COSA PRODURRE:
Rispondi a queste domande sul brano dedicato a Paolo e alla «consegna» del Cristo:
(a) Secondo la 1° ai Corinzi, da chi ha ricevuto Paolo il racconto dell'istituzione dell'eucarestia?
(b) Quale figura Paolo ignora?
(c) In certi sacrifici, a spese di chi era acquistata la vittima?

Paolo fa allusione alle parole del Signore, ma questo Signore è un dio. Il Cristo di Luce gli ha parlato presso Damasco e probabilmente nel corso di altre visioni. In nessun momento Paolo parla della predicazione di Gesù; se l'avesse conosciuta, quante citazioni  ne avrebbe ricavate!

Ma ci viene fatto osservare che l'apostolo stesso parla di una «consegna» del Cristo, il che indicherebbe che conoscesse il racconto della Passione. In effetti, secondo la 1° ai Corinzi (11:23-26), Paolo ha ricevuto direttamente dal Signore il racconto dell'istituzione dell'eucarestia: «Il Signore Gesù, nella notte in cui fu consegnato, prese del pane...». Poiché si tratta ancora di un Signore divino, noi dubitiamo fortemente della realtà materiale della scena, ma questo «pregiudizio» non ci impedisce di analizzarla.

Cosa può rappresentare questa consegna nella notte? Scartiamo immediatamente Giuda, di cui parleremo più oltre. [38

Paolo peraltro ignora il traditore. Se, d'altra parte, egli non commenta la «consegna», è perché essa era allora compresa da tutti i suoi lettori; era già storia sacra, forse la spiegazione mitica di un rito sacrificale. [39]

La consegna deriva senza dubbio da una confusione o da una connessione tra la morte del Cristo considerato come un uomo e certi sacrifici dove, effettivamente, la vittima era acquistata a spese dell'erario pubblico. Ma ci troviamo, in questo caso, fuori dalla Storia e circondati nel dominio del sacro.

ESTRATTO DEI DATI:
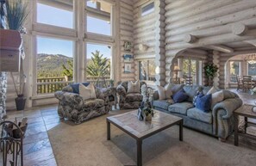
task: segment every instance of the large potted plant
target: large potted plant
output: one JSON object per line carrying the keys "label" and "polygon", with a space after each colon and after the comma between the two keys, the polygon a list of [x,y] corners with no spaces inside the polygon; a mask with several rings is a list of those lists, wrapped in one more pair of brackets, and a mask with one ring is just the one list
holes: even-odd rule
{"label": "large potted plant", "polygon": [[219,68],[214,64],[208,64],[204,66],[205,75],[208,77],[209,85],[212,85],[212,80],[215,77]]}
{"label": "large potted plant", "polygon": [[[26,29],[23,28],[26,18],[28,15],[28,3],[22,2],[22,0],[6,0],[5,9],[1,8],[1,13],[4,15],[4,21],[6,22],[6,28],[13,32],[19,32],[22,38],[22,35],[26,34]],[[8,30],[6,30],[8,31]],[[16,39],[12,39],[16,40]],[[19,39],[20,40],[20,39]],[[11,78],[13,80],[15,89],[17,97],[16,100],[17,110],[23,110],[25,107],[26,97],[24,97],[24,87],[26,83],[26,76],[24,75],[22,60],[25,58],[24,49],[22,45],[20,49],[21,55],[21,66],[18,78],[15,78],[12,72],[10,72]]]}

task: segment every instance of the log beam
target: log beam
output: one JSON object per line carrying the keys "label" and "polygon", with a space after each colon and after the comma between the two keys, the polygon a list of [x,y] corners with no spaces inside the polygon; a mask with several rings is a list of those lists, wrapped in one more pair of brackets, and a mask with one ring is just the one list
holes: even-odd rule
{"label": "log beam", "polygon": [[248,27],[242,23],[235,23],[232,25],[232,33],[236,35],[244,35],[247,33]]}
{"label": "log beam", "polygon": [[220,51],[225,53],[231,53],[234,52],[234,49],[230,48],[228,46],[223,46],[223,45],[211,45],[209,46],[205,46],[207,48],[215,50],[215,51]]}

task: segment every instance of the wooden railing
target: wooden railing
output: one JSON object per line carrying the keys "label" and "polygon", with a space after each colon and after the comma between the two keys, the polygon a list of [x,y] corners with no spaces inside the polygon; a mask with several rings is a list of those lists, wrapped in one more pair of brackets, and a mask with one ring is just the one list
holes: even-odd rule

SOLUZIONE PROPOSTA:
(a) Direttamente dal Signore.
(b) Il traditore.
(c) Dell'erario pubblico.